GOAL OF THE EXERCISE: Please write out exactly the lines that begin at the line containing "Would you be able to pick out the red jacket" and run to the end of the records.

━━━━━ EXTRACTED RECORDS

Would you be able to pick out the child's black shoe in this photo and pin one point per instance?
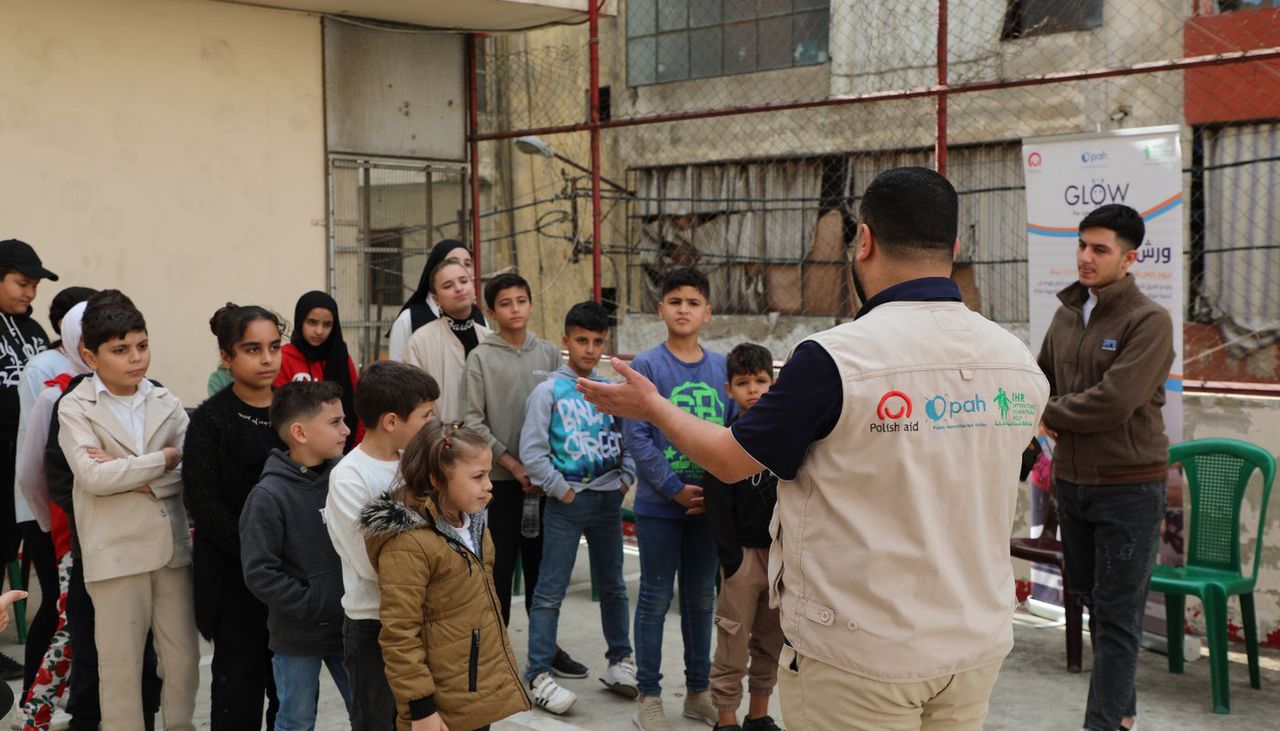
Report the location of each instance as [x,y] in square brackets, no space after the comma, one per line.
[762,723]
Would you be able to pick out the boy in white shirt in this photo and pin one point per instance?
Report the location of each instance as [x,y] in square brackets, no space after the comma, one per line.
[393,401]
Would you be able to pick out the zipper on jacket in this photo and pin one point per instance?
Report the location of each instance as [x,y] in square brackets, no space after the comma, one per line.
[472,668]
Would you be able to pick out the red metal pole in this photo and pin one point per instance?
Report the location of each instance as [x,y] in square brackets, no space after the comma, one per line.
[940,145]
[594,50]
[474,128]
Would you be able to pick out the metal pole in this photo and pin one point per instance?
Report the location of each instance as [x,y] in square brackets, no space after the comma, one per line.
[474,128]
[594,49]
[940,145]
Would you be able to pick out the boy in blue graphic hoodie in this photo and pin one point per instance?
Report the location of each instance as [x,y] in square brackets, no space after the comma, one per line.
[575,455]
[670,526]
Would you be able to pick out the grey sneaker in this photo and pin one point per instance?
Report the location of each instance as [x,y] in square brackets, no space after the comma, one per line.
[649,714]
[621,677]
[699,707]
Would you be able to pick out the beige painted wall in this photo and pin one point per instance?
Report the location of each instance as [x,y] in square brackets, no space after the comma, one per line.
[173,149]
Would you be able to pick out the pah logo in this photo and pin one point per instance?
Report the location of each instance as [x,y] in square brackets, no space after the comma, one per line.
[894,405]
[944,407]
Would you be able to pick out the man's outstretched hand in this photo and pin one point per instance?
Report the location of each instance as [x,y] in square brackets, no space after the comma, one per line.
[634,398]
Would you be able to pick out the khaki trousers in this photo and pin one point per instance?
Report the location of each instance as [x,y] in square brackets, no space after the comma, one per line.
[745,629]
[818,697]
[127,608]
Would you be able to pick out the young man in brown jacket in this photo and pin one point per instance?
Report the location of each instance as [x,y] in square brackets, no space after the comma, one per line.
[1107,355]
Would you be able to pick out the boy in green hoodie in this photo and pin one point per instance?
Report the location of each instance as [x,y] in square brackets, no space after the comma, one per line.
[501,374]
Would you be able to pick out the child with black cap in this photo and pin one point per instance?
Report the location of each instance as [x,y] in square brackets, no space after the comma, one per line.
[21,338]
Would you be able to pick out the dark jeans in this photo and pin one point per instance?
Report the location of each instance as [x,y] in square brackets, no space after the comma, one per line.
[1110,538]
[373,707]
[504,511]
[598,515]
[82,702]
[37,547]
[671,547]
[242,674]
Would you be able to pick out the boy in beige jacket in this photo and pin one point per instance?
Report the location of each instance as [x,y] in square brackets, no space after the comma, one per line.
[122,435]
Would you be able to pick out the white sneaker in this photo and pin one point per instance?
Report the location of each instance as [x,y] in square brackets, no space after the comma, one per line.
[548,694]
[621,677]
[699,707]
[649,714]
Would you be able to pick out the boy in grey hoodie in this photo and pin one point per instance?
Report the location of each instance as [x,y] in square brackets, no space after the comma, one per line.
[575,453]
[501,374]
[288,560]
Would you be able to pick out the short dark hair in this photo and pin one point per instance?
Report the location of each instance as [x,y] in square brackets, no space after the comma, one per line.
[1125,222]
[391,387]
[686,277]
[588,315]
[231,320]
[109,315]
[913,211]
[504,281]
[749,359]
[300,400]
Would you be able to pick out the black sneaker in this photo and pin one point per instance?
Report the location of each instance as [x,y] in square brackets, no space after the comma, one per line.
[565,666]
[10,668]
[762,723]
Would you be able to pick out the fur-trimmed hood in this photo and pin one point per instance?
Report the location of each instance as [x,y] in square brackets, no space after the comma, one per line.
[391,515]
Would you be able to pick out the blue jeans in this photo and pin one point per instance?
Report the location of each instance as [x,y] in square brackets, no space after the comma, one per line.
[1110,538]
[598,515]
[297,684]
[670,547]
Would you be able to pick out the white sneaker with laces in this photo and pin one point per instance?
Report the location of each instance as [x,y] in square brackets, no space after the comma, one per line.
[548,694]
[649,714]
[621,677]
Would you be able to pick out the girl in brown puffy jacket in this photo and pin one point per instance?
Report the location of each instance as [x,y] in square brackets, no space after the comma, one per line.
[447,653]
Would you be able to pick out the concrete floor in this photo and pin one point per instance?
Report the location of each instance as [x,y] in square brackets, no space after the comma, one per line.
[1034,690]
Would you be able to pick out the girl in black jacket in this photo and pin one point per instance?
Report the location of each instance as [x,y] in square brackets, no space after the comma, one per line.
[228,442]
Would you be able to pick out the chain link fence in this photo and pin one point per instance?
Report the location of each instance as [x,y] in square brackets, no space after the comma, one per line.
[384,218]
[737,136]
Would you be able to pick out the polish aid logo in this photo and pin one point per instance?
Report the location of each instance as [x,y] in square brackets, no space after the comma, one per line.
[894,405]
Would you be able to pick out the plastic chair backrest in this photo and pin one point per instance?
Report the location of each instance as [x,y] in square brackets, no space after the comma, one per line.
[1217,474]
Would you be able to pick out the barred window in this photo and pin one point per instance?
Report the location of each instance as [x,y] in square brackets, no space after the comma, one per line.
[698,39]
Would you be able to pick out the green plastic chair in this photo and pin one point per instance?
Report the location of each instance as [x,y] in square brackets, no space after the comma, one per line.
[1217,474]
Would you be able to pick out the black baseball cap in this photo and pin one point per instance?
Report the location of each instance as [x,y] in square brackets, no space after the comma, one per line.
[19,255]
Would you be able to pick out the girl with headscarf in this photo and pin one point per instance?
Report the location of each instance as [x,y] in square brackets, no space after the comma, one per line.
[318,352]
[421,306]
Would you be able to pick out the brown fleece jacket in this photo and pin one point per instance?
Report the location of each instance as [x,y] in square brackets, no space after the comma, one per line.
[1107,384]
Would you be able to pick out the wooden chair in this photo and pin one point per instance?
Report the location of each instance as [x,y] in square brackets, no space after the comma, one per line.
[1048,549]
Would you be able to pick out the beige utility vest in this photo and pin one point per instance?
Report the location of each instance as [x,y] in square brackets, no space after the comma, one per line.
[890,553]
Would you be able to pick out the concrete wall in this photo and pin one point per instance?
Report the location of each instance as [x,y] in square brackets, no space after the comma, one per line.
[173,149]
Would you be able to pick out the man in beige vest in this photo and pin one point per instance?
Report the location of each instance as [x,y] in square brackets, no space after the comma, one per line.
[897,439]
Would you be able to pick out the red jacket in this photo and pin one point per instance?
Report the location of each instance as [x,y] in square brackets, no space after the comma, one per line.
[296,366]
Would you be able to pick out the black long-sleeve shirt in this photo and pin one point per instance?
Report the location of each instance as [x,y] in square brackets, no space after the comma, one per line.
[227,446]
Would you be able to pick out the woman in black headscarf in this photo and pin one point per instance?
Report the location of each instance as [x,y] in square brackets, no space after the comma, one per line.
[318,352]
[421,307]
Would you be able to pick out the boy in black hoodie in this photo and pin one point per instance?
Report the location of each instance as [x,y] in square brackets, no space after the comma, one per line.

━━━━━━━━━━

TASK RESPONSE:
Would you be able to pick out the red jacket in this photo and pin one point per instance?
Report the location of each instance as [x,y] in square brackets, no space after the comma, one per line.
[296,366]
Would you be able to pick out the black long-sleeve shirt in this photo and pin one point per instance?
Report the location of each instance as [x,y] in square brackets, no space after the comma, one per line.
[227,446]
Would you be able to pick out the woman in black headscarf in this photo and pin one point per instance?
Report the location of each instance as [x,y] in square brackets, no space after the comma, one per line.
[318,352]
[421,307]
Would you be able to pick out the boy in black hoodie in this photo and pin one point per instance?
Report the location of each instance as [x,y] in square brackets, no space after the comma, one per line.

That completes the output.